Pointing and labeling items
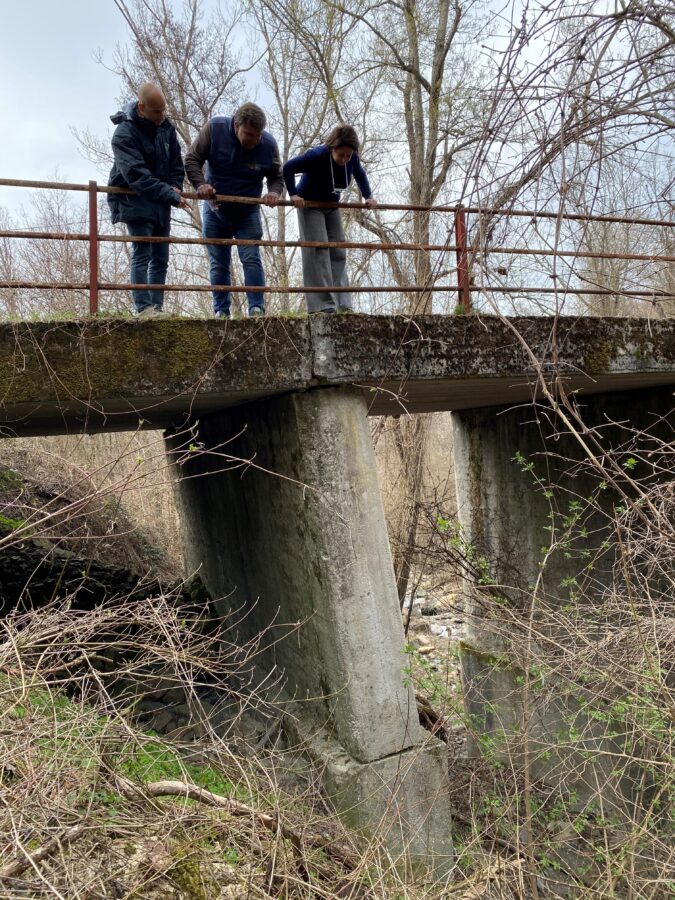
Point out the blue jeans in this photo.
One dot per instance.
(234, 221)
(149, 262)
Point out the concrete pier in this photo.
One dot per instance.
(285, 520)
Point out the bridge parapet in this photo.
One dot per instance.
(98, 375)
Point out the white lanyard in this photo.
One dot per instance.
(332, 177)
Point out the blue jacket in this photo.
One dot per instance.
(322, 177)
(147, 160)
(235, 171)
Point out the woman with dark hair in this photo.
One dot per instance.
(326, 172)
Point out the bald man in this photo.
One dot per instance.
(147, 160)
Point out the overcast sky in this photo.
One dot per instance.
(50, 81)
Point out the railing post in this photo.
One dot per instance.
(463, 292)
(93, 248)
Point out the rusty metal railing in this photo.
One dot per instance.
(462, 249)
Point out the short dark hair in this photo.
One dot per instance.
(252, 115)
(343, 136)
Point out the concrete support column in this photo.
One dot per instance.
(521, 478)
(295, 534)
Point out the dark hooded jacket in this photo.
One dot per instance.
(147, 160)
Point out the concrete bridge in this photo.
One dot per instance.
(301, 530)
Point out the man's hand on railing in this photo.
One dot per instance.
(206, 190)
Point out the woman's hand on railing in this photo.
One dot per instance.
(271, 199)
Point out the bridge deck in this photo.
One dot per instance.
(112, 374)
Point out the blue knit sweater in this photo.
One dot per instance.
(322, 178)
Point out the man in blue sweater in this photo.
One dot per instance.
(326, 171)
(148, 160)
(238, 154)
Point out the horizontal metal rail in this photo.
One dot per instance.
(464, 288)
(356, 289)
(347, 245)
(473, 210)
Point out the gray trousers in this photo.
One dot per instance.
(323, 266)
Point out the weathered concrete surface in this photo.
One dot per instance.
(507, 509)
(297, 543)
(301, 533)
(402, 799)
(114, 374)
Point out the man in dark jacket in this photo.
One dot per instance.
(147, 160)
(238, 154)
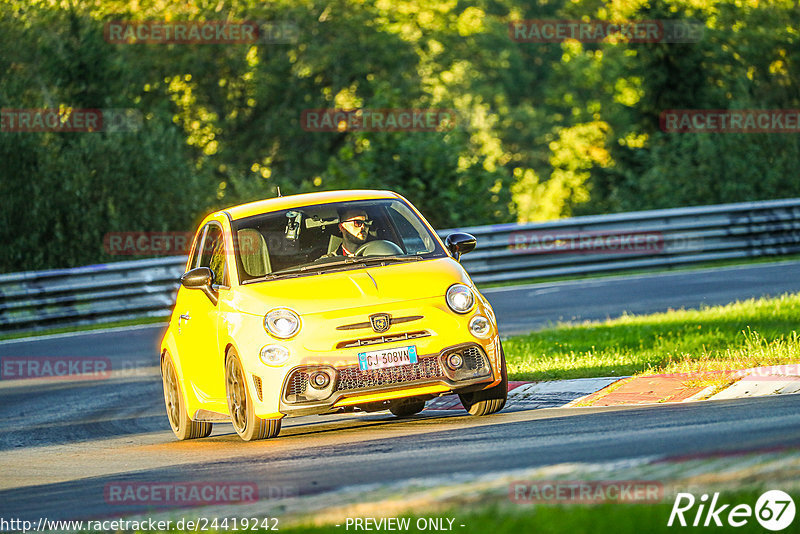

- What the task asks -
Give every line of the items above as a JSON list of strings, one string per line, and skip any blank lines. Leave the pictures out of your answer.

- Response -
[
  "Point out the blue jeans in this photo.",
  "One dot per instance.",
  "(234, 221)",
  "(149, 262)",
  "Point out the concrete pier in this photo.",
  "One dot per instance.",
  "(285, 520)",
  "Point out the bridge parapet in this photo.",
  "One dot per instance.",
  "(98, 375)",
  "Point out the white lanyard in this photo.",
  "One dot per instance.",
  "(332, 177)",
  "Point out the blue jacket in this photo.",
  "One dot per instance.",
  "(322, 177)",
  "(147, 160)",
  "(235, 171)",
  "Point out the woman with dark hair in this photo.",
  "One dot per instance.",
  "(326, 172)",
  "Point out the bald man in this photo.",
  "One dot per instance.",
  "(147, 160)",
  "Point out the overcast sky in this photo.",
  "One dot per instance.",
  "(50, 81)",
  "Point out the railing post in this photo.",
  "One dot per instance.",
  "(463, 292)",
  "(93, 248)",
  "Point out the rusty metal railing in this photo.",
  "One dot per instance.",
  "(462, 249)",
  "Point out the short dark hair in this photo.",
  "One dot per instance.",
  "(252, 115)",
  "(343, 136)",
  "Point out the concrete support column in this photo.",
  "One dot per instance.",
  "(521, 478)",
  "(295, 534)",
  "Point out the dark hooded jacket in this photo.",
  "One dot per instance.",
  "(147, 160)",
  "Point out the concrete bridge in this photo.",
  "One dot per instance.",
  "(301, 530)",
  "Point out the man's hand on railing in this photo.",
  "One dot per instance.",
  "(206, 190)",
  "Point out the woman's hand on railing in this photo.",
  "One dot per instance.",
  "(271, 199)",
  "Point out the bridge deck in this photo.",
  "One dot per instance.",
  "(112, 374)",
  "Point out the blue knit sweater in this photo.",
  "One dot per instance.",
  "(322, 178)",
  "Point out the man in blue sweater in this photo.",
  "One dot per instance.",
  "(326, 171)",
  "(148, 160)",
  "(238, 154)",
  "Point out the horizontal metal rail in this photo.",
  "One dot per instance.",
  "(464, 288)",
  "(356, 289)",
  "(347, 245)",
  "(473, 210)",
  "Point out the gray trousers in this photo.",
  "One dot per instance.",
  "(323, 266)",
  "Point out the weathered concrete surface in this photo.",
  "One dot per instance.",
  "(507, 509)",
  "(297, 543)",
  "(301, 533)",
  "(402, 799)",
  "(114, 374)",
  "Point out the man in dark jacket in this photo.",
  "One dot per instance.",
  "(147, 160)",
  "(238, 154)"
]